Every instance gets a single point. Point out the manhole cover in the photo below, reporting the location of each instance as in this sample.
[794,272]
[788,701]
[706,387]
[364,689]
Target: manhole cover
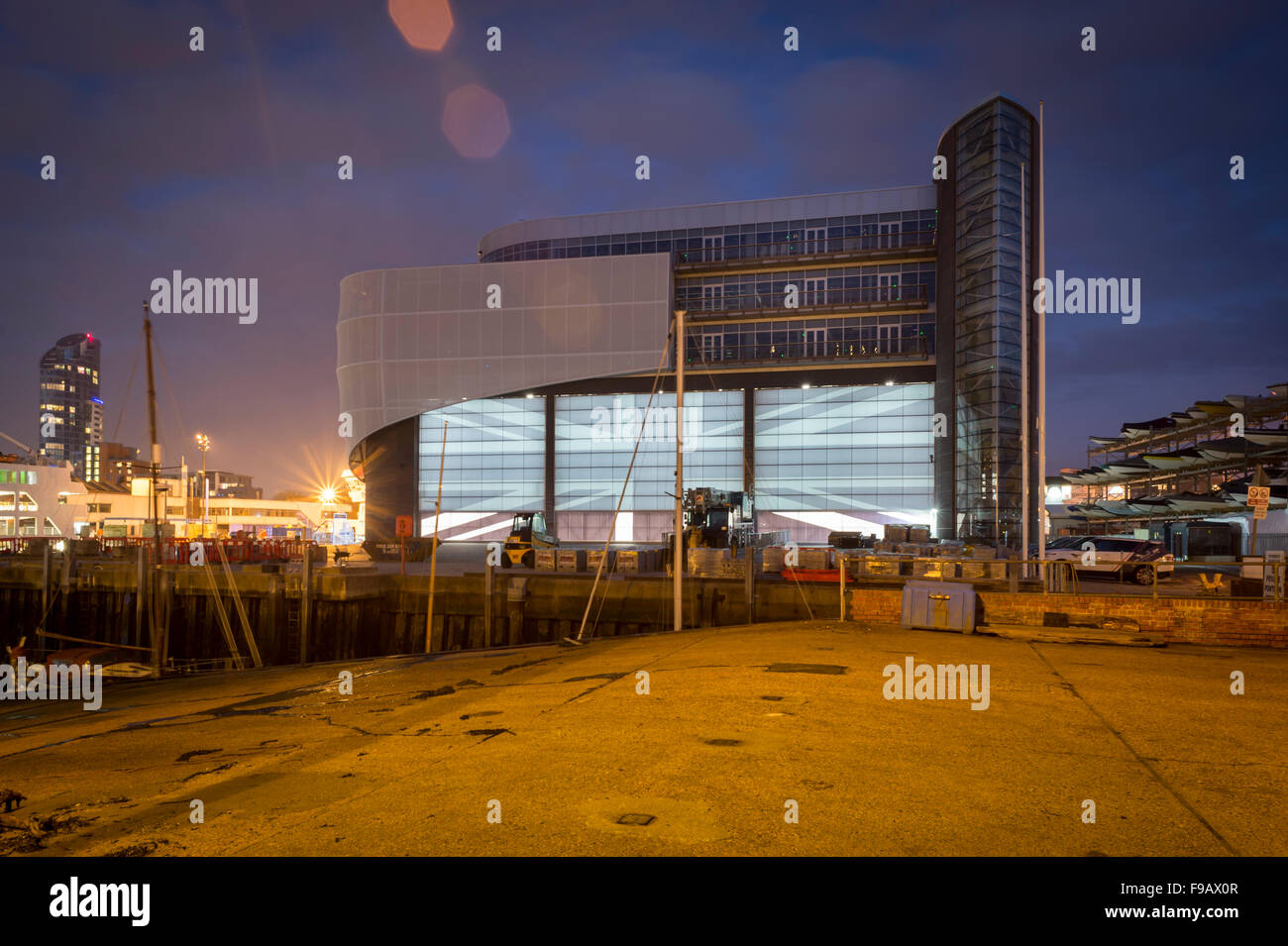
[805,668]
[639,820]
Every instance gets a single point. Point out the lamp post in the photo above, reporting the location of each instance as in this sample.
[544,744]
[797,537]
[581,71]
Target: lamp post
[204,444]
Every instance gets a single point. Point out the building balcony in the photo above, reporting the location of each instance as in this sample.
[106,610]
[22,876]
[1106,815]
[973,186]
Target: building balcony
[706,356]
[814,301]
[823,250]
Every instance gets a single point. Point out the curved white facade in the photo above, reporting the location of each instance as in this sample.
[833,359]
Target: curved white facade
[413,340]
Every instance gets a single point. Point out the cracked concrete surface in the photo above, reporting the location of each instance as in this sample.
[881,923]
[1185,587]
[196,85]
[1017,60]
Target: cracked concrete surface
[737,722]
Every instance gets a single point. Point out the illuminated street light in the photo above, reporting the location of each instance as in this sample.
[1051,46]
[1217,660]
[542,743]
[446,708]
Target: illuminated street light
[204,444]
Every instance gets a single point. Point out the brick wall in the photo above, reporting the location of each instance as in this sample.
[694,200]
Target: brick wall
[1180,620]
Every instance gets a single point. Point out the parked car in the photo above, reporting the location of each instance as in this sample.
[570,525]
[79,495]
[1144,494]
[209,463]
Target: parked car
[1117,555]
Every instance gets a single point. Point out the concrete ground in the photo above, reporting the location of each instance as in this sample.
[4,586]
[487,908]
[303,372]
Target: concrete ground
[559,748]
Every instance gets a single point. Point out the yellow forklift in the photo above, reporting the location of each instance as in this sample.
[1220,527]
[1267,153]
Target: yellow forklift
[527,534]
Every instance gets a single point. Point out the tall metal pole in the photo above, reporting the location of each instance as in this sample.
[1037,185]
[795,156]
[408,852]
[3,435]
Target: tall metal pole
[1024,373]
[433,553]
[158,649]
[1041,237]
[678,562]
[205,493]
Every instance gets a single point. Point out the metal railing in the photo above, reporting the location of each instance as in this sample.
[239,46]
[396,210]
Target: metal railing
[806,352]
[803,246]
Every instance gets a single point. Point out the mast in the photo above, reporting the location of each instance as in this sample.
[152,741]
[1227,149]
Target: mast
[1024,377]
[678,564]
[155,468]
[1041,331]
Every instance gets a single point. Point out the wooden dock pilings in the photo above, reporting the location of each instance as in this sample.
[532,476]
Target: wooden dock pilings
[356,611]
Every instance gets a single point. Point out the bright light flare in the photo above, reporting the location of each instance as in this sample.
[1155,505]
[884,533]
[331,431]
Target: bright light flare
[424,24]
[476,121]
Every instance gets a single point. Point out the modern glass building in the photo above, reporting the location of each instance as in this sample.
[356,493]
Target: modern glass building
[823,336]
[71,411]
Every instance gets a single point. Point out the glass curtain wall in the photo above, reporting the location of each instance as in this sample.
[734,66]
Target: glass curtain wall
[991,146]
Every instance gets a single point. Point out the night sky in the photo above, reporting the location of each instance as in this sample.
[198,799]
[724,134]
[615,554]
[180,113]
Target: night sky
[223,163]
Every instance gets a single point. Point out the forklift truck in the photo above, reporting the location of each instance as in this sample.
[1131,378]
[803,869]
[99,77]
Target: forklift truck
[527,534]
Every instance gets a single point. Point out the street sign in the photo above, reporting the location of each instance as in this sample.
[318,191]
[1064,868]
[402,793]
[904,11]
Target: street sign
[1273,578]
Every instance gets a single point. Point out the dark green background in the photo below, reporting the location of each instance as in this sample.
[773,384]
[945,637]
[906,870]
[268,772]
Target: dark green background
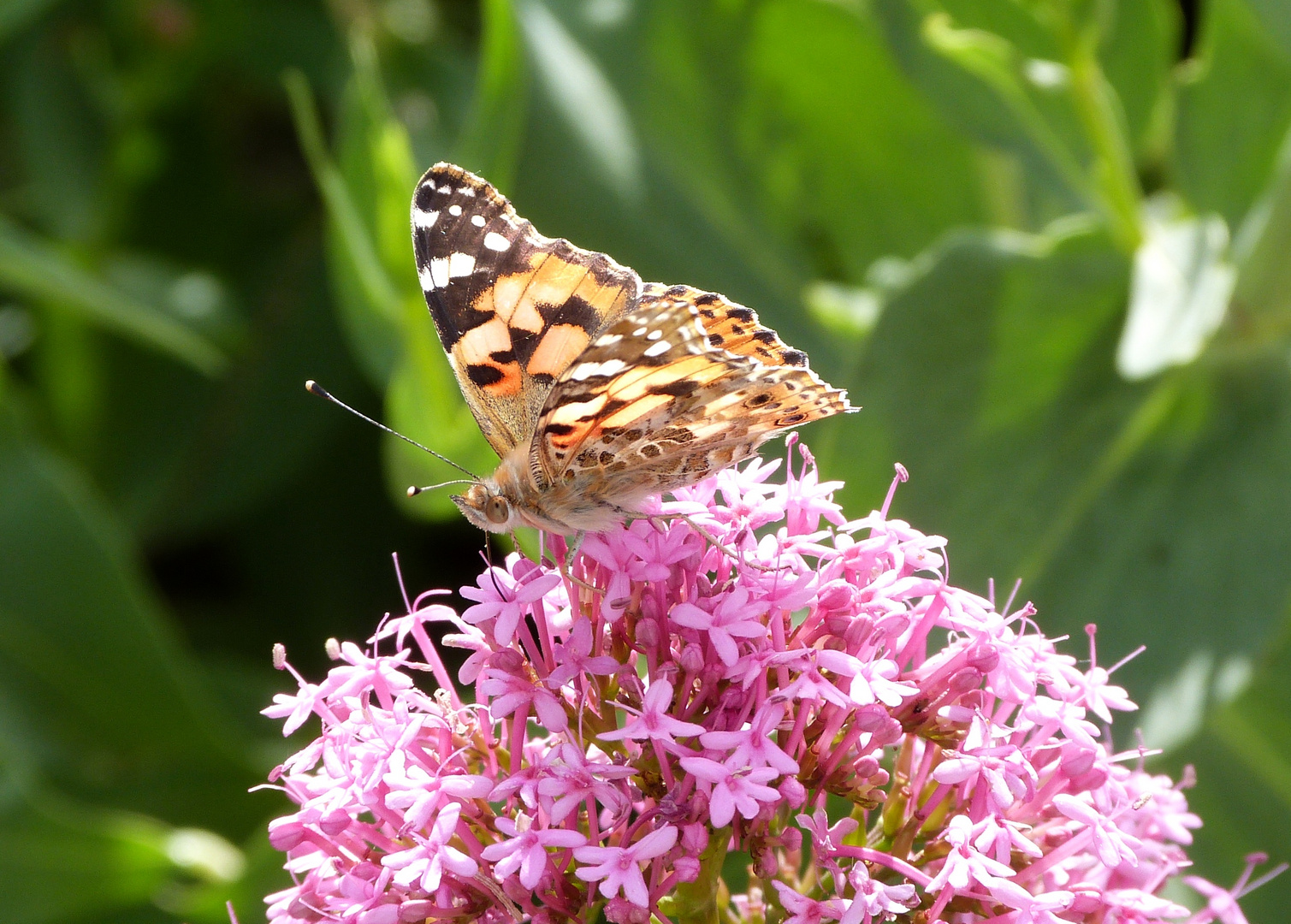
[203,203]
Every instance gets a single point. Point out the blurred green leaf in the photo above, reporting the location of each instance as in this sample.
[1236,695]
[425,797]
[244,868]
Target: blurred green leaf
[581,93]
[37,270]
[61,862]
[1110,498]
[372,317]
[61,139]
[15,15]
[1242,758]
[491,141]
[820,79]
[1138,52]
[108,695]
[1260,249]
[1275,15]
[1050,187]
[1233,112]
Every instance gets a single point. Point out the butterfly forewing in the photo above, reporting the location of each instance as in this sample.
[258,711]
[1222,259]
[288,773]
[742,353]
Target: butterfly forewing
[512,309]
[654,403]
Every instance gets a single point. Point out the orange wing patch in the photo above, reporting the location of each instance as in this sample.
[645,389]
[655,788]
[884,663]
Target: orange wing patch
[730,325]
[512,309]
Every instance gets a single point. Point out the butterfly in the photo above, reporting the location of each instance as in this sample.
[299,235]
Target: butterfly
[595,388]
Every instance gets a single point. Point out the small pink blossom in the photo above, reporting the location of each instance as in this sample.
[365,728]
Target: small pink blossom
[817,696]
[618,868]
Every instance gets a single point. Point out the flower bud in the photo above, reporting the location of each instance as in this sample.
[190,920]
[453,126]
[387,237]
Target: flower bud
[834,596]
[647,634]
[335,822]
[837,624]
[870,718]
[984,657]
[791,837]
[509,661]
[766,865]
[857,632]
[867,767]
[963,680]
[695,838]
[623,911]
[1077,761]
[416,910]
[793,791]
[689,868]
[692,659]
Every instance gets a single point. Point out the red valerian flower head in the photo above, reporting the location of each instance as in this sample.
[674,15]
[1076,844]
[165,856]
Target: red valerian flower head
[661,701]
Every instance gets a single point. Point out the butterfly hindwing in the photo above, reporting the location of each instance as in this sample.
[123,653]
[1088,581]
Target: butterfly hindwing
[512,309]
[730,325]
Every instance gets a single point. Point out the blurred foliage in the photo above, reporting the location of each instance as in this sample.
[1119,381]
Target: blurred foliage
[1044,243]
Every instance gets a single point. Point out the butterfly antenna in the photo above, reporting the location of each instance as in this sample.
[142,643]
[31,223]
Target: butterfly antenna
[413,490]
[315,388]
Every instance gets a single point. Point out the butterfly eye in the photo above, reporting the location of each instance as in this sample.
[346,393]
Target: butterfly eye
[497,510]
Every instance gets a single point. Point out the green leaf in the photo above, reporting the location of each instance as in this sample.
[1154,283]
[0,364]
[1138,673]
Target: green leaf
[1138,52]
[491,141]
[17,15]
[61,861]
[581,93]
[820,79]
[106,695]
[973,76]
[1242,758]
[1233,112]
[35,269]
[370,299]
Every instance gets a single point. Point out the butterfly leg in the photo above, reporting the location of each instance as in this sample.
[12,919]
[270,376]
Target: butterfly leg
[566,561]
[710,538]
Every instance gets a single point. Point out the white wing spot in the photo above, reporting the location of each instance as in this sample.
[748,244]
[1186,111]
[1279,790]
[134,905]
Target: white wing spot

▸ WHAT IS NEEDED
Set down the material above exactly. Skip any picture.

▸ SOLUTION
Every instance gets a single point. Point out the manhole cover in the photo below, reporting the location of each instance as in this sample.
[794,272]
[788,701]
[706,387]
[364,689]
Target: manhole cover
[805,668]
[639,820]
Every instance gets a single point. Point out the lamp post in the photo above, reporting the location of each instance as in this sample.
[544,744]
[797,537]
[581,71]
Target: lamp post
[204,444]
Every instance gets a single point. Point out the building balcony in the photo above, reporting the location of each instance as in this sample.
[106,610]
[22,876]
[1106,815]
[973,186]
Target: building balcony
[706,356]
[814,301]
[823,250]
Every instance gets a single point. Point out the curved white facade in the photo above, reporting the location of each instance as in this sample.
[833,359]
Target: curved white facade
[413,340]
Every instance gets a single point. Point out the cracked concrete surface in the photo above, reporting the location of each instance as in this sample.
[881,923]
[1185,587]
[196,85]
[1017,60]
Target: cracked concrete surface
[737,722]
Every instance gets a single point. Point out the illuminated street light in the photo above, reporting the location of each instance as in this sample.
[1051,46]
[1217,660]
[542,743]
[446,708]
Target: illuminated street light
[204,444]
Every instance gets a single point. Point out the brick wall in the photo above, reporting the location of each instance as in this sample.
[694,200]
Target: brick wall
[1180,620]
Every instance gets a single point. Point out the parked car in the photo above, reporting the location of each instance as in this sample.
[570,525]
[79,495]
[1144,494]
[209,463]
Target: parked car
[1117,555]
Every instance gets a single point. Point out the concrete ground in the photo above, reporting the location of each instance as in this sample.
[4,586]
[487,908]
[303,372]
Target: concrete ground
[559,748]
Every instance gets a single point. Point out the yellow forklift in the photo above, reporting the location of each instance as in this sample.
[1220,527]
[1267,153]
Target: yellow forklift
[527,534]
Every instance gets a single point. Point out the tall metal pole in the photo above, reporting the location of each instance as in this sample.
[1037,185]
[795,156]
[408,852]
[3,435]
Target: tall metal pole
[1024,373]
[433,553]
[158,649]
[1041,237]
[678,562]
[205,493]
Every instance gets a single point. Point out the metal railing in the photo above, reporting the location of each instance as in this sample.
[239,46]
[396,210]
Target: metal railing
[806,352]
[803,246]
Every instance gets a single point. Point out the mast in the photo above, reporting the location of each instance as in this sample.
[152,741]
[1227,149]
Target: mast
[1024,377]
[678,564]
[155,468]
[1041,331]
Every instance gets a single point. Point out the wooden dock pilings in the photo above, reporting the location of each instance as in this sample.
[532,476]
Target: wooden dock pilings
[356,611]
Every instance gets a single point. Point out the bright light flare in the photo above, reporting the location of each instance as in this sample.
[1155,505]
[884,533]
[331,431]
Target: bright light flare
[424,24]
[476,121]
Every instance gets a single point. Point out the modern glass building in the photo above, reporting the location of each instance as in this sample.
[356,493]
Target: modern glass building
[823,336]
[71,411]
Every instance gets a single point. Point out the glass curtain wall in the photo above, reporting the location of each instance as in this sample.
[734,66]
Target: glass curtain wall
[991,146]
Every instance gets a single point. Point out the night sky in the photo above, reporting the location of each instance as in this sample.
[198,799]
[724,134]
[615,554]
[180,113]
Target: night sky
[223,163]
Every instance gets a single point. Point out the forklift truck in the photo above, reporting the location of each instance as in this sample.
[1131,378]
[803,869]
[99,77]
Target: forklift truck
[527,534]
Every instance gets a single point. Point out the street sign in the photo above, reporting the location of each instance as in this sample.
[318,191]
[1064,868]
[402,793]
[904,11]
Target: street sign
[1273,578]
Every instance gets a single point. Point out the dark green background in the photo below, reporting the location of each instance as in this sample.
[773,384]
[945,637]
[906,870]
[268,772]
Target: dark green background
[203,203]
Every instance gets a single point. Point out the blurred green leaf in the photo above, reporting the location of each instance as in this sample.
[1236,695]
[425,797]
[244,868]
Target: blurred green leaf
[581,93]
[37,270]
[61,862]
[1110,498]
[372,317]
[61,139]
[15,15]
[1242,758]
[491,141]
[820,79]
[1138,52]
[108,695]
[1260,249]
[1275,15]
[1050,187]
[1233,112]
Every instance gets a single point. Point out the butterfly forewing in the photo above, reporting the location of each instance as in this sample.
[258,711]
[1222,259]
[288,773]
[742,353]
Target: butterfly forewing
[512,309]
[654,403]
Every instance gets a single point. Point out the orange wing patch in the photo above, reporting the location of each instance as in this sample.
[645,389]
[655,788]
[884,663]
Target: orange wing patch
[730,325]
[512,309]
Every instance gets a single point. Point out the butterfly in the photo above, reporting the location of each instance as in this sample.
[299,235]
Target: butterfly
[595,388]
Every instance gets a single point. Point out the small pink blossom in the photo above, reporting the location of each instance as in this sample.
[365,728]
Target: small pink blossom
[817,696]
[618,868]
Every instance gets a single point. Point out the flower bud in the photo above, reporting the location of each instance as in this sample.
[190,920]
[453,126]
[387,237]
Target: flower bud
[834,596]
[647,634]
[335,822]
[837,624]
[870,718]
[984,657]
[791,837]
[509,661]
[766,865]
[857,632]
[867,767]
[963,680]
[695,838]
[623,911]
[1077,761]
[416,910]
[793,791]
[689,868]
[692,659]
Every instance gets a single point. Point out the red valerian flower head in the photo above, reporting the location of each instance as in this sample.
[674,15]
[1076,844]
[165,856]
Target: red valerian flower head
[661,701]
Every instance gets a single point. Point out the butterfly hindwing in the photo above, reporting the location of each instance as in this sample.
[123,653]
[1088,581]
Target: butterfly hindwing
[512,309]
[730,325]
Every instance gets a single point. Point out the blurred foliage in the photo above, reporting the location of each instance as in this sample.
[1119,381]
Target: blurred foliage
[1044,243]
Every instance gets a single point. Point out the butterfly antenna in the photo above, reporting the location of each instance as in this sample.
[142,643]
[31,223]
Target: butterfly antenna
[413,490]
[315,388]
Every instance gets a single point. Point out the butterfly eye in the photo above, reporting the location of each instance as in this sample.
[346,393]
Target: butterfly eye
[497,510]
Every instance gets a single point. Point out the green leaf in the photo above, reporting the location of each instance as in this sample.
[1154,283]
[0,364]
[1138,673]
Target: green leaf
[1138,52]
[491,141]
[17,15]
[61,861]
[581,93]
[820,79]
[106,695]
[973,76]
[1242,758]
[1233,112]
[35,269]
[370,299]
Every instance gets a single point. Point out the butterfly leg in the photo above, reporting the location of each instance as in this sample.
[12,919]
[270,376]
Target: butterfly leg
[566,561]
[710,538]
Every instance gets a single point. Point out the white wing spot in the photo above, reporting the location of each instance as in this sample.
[748,244]
[1186,111]
[1279,790]
[134,905]
Target: white wing spot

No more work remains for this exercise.